[Excerpts of bounding box data]
§ §

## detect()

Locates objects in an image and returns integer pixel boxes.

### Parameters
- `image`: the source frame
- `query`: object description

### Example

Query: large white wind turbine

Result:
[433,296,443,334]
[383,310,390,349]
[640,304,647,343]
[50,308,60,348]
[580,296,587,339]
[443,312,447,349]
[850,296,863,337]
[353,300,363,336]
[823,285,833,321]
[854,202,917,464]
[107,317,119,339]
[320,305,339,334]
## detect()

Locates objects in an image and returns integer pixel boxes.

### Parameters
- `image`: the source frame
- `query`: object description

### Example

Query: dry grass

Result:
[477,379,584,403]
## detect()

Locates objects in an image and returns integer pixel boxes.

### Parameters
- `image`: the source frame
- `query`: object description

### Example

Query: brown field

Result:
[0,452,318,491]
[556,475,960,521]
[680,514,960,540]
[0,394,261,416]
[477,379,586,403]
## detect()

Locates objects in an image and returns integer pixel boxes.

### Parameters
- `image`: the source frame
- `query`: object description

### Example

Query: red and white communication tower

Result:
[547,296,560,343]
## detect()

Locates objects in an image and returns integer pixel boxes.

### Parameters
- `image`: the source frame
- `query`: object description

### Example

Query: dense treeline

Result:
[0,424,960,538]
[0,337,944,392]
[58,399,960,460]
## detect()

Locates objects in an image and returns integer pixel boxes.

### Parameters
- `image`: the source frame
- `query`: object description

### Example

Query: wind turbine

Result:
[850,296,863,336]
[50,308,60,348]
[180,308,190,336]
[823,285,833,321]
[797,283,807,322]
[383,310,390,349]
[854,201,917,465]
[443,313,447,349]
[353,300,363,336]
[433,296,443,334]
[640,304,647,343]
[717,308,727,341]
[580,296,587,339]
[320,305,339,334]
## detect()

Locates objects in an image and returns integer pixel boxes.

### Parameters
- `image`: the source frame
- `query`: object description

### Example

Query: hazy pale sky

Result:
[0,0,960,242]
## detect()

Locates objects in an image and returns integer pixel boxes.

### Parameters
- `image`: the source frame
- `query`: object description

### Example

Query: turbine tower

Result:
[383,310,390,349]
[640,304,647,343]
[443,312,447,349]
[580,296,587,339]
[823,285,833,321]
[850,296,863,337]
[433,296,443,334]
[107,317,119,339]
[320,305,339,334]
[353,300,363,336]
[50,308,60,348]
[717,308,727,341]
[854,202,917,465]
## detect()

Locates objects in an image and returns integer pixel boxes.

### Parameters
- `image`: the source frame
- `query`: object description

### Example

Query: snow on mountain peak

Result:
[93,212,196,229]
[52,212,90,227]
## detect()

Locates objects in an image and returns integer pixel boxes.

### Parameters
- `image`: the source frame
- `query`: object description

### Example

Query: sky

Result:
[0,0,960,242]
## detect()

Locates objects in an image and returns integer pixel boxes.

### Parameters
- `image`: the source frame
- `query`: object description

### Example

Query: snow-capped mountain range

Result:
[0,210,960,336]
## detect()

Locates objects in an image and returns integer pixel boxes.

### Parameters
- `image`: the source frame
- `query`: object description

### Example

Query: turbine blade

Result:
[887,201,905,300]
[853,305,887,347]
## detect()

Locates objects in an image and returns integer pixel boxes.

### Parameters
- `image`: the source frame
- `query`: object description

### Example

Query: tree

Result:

§ §

● JOB:
Make an exact copy of the material above.

● EXERCISE OUTPUT:
## detect()

Locates objects in an image and returns integer pixel boxes.

### Parameters
- `image`: the source frame
- `query`: object description

### Example

Query: large white wind turbine

Result:
[433,296,443,334]
[383,310,390,349]
[640,304,647,343]
[50,308,60,348]
[580,296,587,339]
[443,312,447,349]
[850,296,863,337]
[353,300,363,336]
[823,285,833,321]
[854,202,917,464]
[107,317,119,339]
[320,305,339,334]
## detect()

Locates objects in an image and returns integer pixel boxes.

### Parameters
- `image`: the source frame
- `query`: object description

### Example

Query: dry grass

Result:
[477,379,584,403]
## detect()

Locates objects in an image and returns integer pixel boxes.

### Parameters
- `image`: the source frame
- `query`: object description

### Example

Query: brown field

Result:
[0,452,318,491]
[556,475,960,521]
[680,514,960,540]
[0,394,261,416]
[477,379,586,403]
## detect()

Locates objects in an image and returns integer pixel boxes.

### Parameters
- `image`: the source frame
- `query`: object description

### Example

Query: red and white communication tower

Result:
[547,296,560,343]
## detect()

Locates objects in an image and returns integer pixel boxes.

### Parameters
- `image`: the source frame
- `query`: object description

### Example

Query: dense treeline

Result:
[0,424,960,538]
[0,337,944,392]
[58,399,960,460]
## detect()

Locates objects in an image and returns integer pixel boxes.

### Parameters
- `image`: the source frame
- `query`: object description

### Example

Query: wind turbine

Result:
[850,296,863,336]
[50,308,60,348]
[180,308,190,336]
[823,285,833,321]
[797,283,807,322]
[383,310,390,349]
[854,201,917,465]
[443,313,447,349]
[353,300,363,336]
[433,296,443,334]
[640,304,647,343]
[717,308,727,341]
[580,296,587,339]
[320,305,339,334]
## detect()

Locates objects in an image and returns integer pixel boxes.

### Parameters
- `image`: the source frame
- `query`: object description

### Example

Query: hazy pale sky

Result:
[0,0,960,242]
## detect()

Locates objects in an image and returns integer pixel boxes.

### Parameters
- `image`: the source frame
- `query`: object description

### Example

Query: turbine tower

Result:
[383,310,390,349]
[640,304,647,343]
[443,312,447,349]
[580,296,587,339]
[823,285,833,321]
[850,296,863,337]
[433,296,443,334]
[107,317,119,339]
[320,305,339,334]
[353,300,363,336]
[50,308,60,348]
[717,308,727,341]
[854,202,917,465]
## detect()

Locates objects in an image and returns integer pixel boxes.

### Parameters
- `image`: the source frame
- `query`: object description

### Example

Query: snow on mountain peak

Result:
[93,212,196,229]
[52,212,90,227]
## detect()

Locates objects in an image and returns integer pixel boxes.

### Parameters
- `image`: the source frame
- `query`: object description

### Example

Query: sky

Result:
[0,0,960,242]
## detect()

Locates objects in an image and returns integer pixel boxes.

### Parameters
- `image`: the source frame
- `query`: object description

### Example

Query: snow-capped mountain range

Result:
[0,210,960,336]
## detect()

Locates objects in an image and returns integer pixel boxes.

### Parameters
- `image`: the source frame
- `query`: object description

### Example

Query: turbine blade

Result:
[887,201,905,300]
[853,305,887,347]
## detect()

Locates objects in an image and returns integer pixel boxes.

### Parameters
- `image`: the source frame
- `query`: object description

### Example

Query: tree

Result:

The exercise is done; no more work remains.